→ **GIVEN DATA**:

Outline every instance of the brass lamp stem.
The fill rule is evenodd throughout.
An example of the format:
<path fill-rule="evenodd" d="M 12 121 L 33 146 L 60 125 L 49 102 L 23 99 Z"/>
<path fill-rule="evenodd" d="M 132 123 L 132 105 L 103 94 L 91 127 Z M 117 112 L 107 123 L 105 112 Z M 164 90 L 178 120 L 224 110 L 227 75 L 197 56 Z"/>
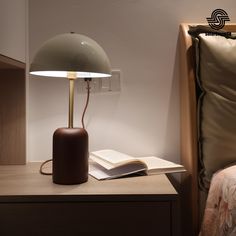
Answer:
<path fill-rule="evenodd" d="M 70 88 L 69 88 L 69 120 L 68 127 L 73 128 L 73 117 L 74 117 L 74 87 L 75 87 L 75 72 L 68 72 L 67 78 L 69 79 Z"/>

→ **SET EXERCISE**:
Copy out the listing above word for word, leaving the picture out.

→ **THE SOLUTION**:
Outline every instance of the brass lamp stem.
The fill rule is evenodd throughout.
An example of the format:
<path fill-rule="evenodd" d="M 12 121 L 33 146 L 60 125 L 49 102 L 23 99 Z"/>
<path fill-rule="evenodd" d="M 132 123 L 132 105 L 103 94 L 91 127 Z M 117 112 L 107 123 L 105 112 Z M 164 90 L 178 120 L 224 110 L 227 75 L 197 56 Z"/>
Answer:
<path fill-rule="evenodd" d="M 70 88 L 69 88 L 69 120 L 68 127 L 73 128 L 73 117 L 74 117 L 74 87 L 75 87 L 75 72 L 68 72 L 67 78 L 69 79 Z"/>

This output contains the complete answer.